(Beginning of RECORDS SHOWN)

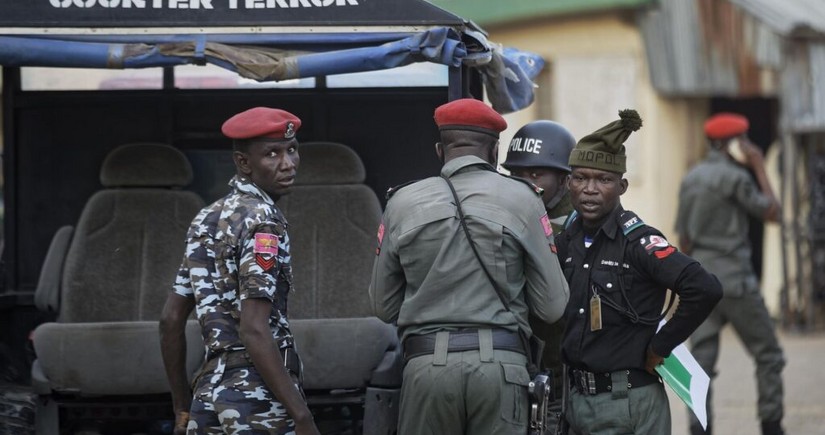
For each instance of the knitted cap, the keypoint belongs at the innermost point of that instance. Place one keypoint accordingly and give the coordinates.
(604, 148)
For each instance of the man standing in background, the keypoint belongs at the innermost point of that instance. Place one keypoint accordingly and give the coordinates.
(539, 152)
(716, 198)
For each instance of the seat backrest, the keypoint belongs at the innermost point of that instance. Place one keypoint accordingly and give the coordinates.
(130, 238)
(333, 218)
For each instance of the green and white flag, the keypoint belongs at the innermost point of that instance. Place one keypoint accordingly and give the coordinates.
(685, 377)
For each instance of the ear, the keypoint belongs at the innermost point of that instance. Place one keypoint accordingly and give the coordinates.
(494, 154)
(439, 151)
(242, 162)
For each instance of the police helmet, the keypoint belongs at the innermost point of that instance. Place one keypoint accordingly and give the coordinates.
(544, 144)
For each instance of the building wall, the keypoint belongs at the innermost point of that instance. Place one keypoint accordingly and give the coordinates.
(596, 67)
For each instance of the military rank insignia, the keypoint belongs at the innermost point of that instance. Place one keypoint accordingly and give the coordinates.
(548, 231)
(266, 250)
(658, 246)
(380, 238)
(545, 223)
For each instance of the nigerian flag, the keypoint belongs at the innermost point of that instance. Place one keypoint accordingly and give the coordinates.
(685, 377)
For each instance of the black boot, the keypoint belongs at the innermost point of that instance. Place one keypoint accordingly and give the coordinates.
(772, 428)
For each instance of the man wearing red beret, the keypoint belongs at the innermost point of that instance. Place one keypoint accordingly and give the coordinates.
(236, 273)
(461, 261)
(716, 198)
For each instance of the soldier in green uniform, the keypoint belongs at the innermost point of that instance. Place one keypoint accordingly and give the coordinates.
(539, 152)
(462, 316)
(715, 200)
(237, 274)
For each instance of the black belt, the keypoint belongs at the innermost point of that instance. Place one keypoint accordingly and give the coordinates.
(461, 341)
(596, 383)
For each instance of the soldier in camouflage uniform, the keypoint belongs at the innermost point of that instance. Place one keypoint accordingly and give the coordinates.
(236, 274)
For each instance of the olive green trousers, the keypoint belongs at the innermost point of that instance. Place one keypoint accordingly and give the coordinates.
(474, 392)
(642, 411)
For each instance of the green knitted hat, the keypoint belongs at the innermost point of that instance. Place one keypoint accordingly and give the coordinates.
(604, 148)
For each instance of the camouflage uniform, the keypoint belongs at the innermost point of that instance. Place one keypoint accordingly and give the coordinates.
(231, 255)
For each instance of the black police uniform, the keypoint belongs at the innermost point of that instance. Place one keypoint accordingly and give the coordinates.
(629, 265)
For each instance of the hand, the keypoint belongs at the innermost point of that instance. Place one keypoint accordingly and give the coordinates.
(306, 428)
(652, 361)
(181, 421)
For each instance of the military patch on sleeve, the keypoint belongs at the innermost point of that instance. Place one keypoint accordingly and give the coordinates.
(266, 250)
(658, 246)
(380, 238)
(545, 223)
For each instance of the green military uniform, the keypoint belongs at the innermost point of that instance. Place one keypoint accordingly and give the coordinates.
(715, 200)
(427, 280)
(551, 334)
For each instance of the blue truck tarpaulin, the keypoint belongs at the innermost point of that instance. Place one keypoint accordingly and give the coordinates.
(508, 74)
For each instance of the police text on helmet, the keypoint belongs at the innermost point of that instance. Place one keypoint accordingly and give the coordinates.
(526, 144)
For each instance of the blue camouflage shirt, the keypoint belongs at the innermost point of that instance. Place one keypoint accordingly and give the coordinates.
(237, 248)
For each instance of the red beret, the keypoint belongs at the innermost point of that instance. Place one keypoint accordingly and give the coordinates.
(469, 114)
(726, 125)
(262, 122)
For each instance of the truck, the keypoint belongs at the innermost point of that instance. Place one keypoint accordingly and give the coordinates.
(100, 97)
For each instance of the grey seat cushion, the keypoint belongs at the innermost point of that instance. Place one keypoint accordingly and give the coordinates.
(345, 353)
(107, 358)
(333, 222)
(119, 269)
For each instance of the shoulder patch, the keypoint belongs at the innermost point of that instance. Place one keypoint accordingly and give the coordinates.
(658, 246)
(630, 222)
(570, 219)
(538, 190)
(266, 250)
(392, 190)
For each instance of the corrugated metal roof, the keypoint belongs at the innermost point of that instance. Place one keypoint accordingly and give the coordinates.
(486, 12)
(707, 48)
(794, 18)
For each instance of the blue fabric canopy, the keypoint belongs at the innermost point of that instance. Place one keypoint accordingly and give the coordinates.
(268, 57)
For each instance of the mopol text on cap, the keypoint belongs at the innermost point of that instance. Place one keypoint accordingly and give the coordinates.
(469, 114)
(726, 125)
(262, 122)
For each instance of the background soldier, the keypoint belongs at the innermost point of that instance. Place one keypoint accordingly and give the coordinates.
(716, 198)
(460, 314)
(539, 152)
(236, 272)
(619, 270)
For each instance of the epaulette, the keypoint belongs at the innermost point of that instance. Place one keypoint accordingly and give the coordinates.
(570, 218)
(630, 222)
(538, 190)
(392, 190)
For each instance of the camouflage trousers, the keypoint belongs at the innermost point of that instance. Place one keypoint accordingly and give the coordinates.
(236, 401)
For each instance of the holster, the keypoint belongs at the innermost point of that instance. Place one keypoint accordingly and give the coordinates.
(535, 349)
(540, 392)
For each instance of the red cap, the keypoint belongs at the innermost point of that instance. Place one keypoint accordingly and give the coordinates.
(262, 122)
(469, 114)
(726, 125)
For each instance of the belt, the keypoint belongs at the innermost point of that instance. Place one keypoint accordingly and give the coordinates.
(589, 383)
(461, 341)
(240, 358)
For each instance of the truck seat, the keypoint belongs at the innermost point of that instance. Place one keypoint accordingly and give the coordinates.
(333, 221)
(109, 278)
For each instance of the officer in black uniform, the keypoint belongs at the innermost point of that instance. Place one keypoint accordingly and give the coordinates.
(619, 270)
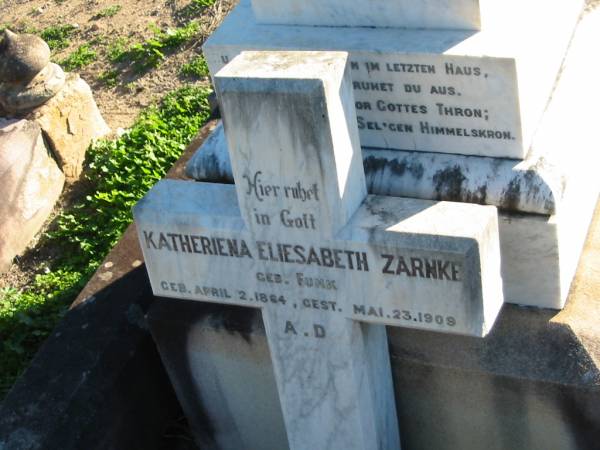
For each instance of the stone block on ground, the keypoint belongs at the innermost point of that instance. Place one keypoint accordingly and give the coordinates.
(30, 183)
(71, 121)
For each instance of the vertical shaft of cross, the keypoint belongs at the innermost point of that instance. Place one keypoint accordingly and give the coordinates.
(302, 105)
(296, 159)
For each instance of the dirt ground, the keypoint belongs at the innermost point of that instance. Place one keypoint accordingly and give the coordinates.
(119, 104)
(122, 103)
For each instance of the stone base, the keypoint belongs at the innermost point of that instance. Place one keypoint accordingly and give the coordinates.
(500, 78)
(546, 201)
(30, 183)
(71, 121)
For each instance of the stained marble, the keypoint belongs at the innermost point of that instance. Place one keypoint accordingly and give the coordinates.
(450, 91)
(328, 265)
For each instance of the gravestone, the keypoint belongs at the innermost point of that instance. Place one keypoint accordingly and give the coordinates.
(328, 265)
(545, 200)
(417, 87)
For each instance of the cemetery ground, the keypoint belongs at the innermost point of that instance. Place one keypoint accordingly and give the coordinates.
(144, 64)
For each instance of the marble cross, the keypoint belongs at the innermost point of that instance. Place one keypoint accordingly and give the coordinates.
(328, 265)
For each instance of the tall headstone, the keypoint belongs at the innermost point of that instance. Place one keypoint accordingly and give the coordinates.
(328, 265)
(417, 87)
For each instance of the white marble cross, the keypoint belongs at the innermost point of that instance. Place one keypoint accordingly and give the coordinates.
(329, 266)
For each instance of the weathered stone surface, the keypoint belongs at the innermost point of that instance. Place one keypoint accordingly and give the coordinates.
(22, 56)
(533, 383)
(30, 183)
(19, 98)
(546, 200)
(458, 14)
(71, 121)
(451, 91)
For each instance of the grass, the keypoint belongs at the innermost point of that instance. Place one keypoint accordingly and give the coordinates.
(80, 58)
(58, 37)
(110, 77)
(150, 53)
(107, 12)
(196, 68)
(120, 172)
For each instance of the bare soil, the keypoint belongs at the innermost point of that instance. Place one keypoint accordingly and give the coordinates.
(121, 104)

(End of RECORDS SHOWN)

WORK INSTRUCTIONS
Output only the lines from the one with "For each instance of the tall" through the last line of the entries above; please keep them exact.

ANSWER TO THIS EXERCISE
For each instance of the tall headstone, the keypoint belongs at the innermost point of that instance. Place one keypoint accordingly and give the coordinates.
(328, 265)
(417, 87)
For each instance of the white marble cross, the keypoint belongs at the innermost point of that instance. Place one keypoint accordingly and give the coordinates.
(329, 266)
For each instance of the weathered stone surface, the keypoint belongs at the innermost point of that instance. Place one keypoint accordingly and give the coordinates.
(22, 56)
(533, 383)
(30, 183)
(19, 98)
(546, 200)
(458, 14)
(71, 121)
(451, 91)
For each instance of the grass, the keypoint belongs at the innermost point of that instance. Place one keypoint accordingly and give the coordinates.
(80, 58)
(58, 37)
(110, 77)
(150, 53)
(107, 12)
(196, 68)
(120, 172)
For each instance of the bare soil, the keypoint belongs at the innermost point of that instance. Place one keypoint accordingly and give the coordinates.
(121, 104)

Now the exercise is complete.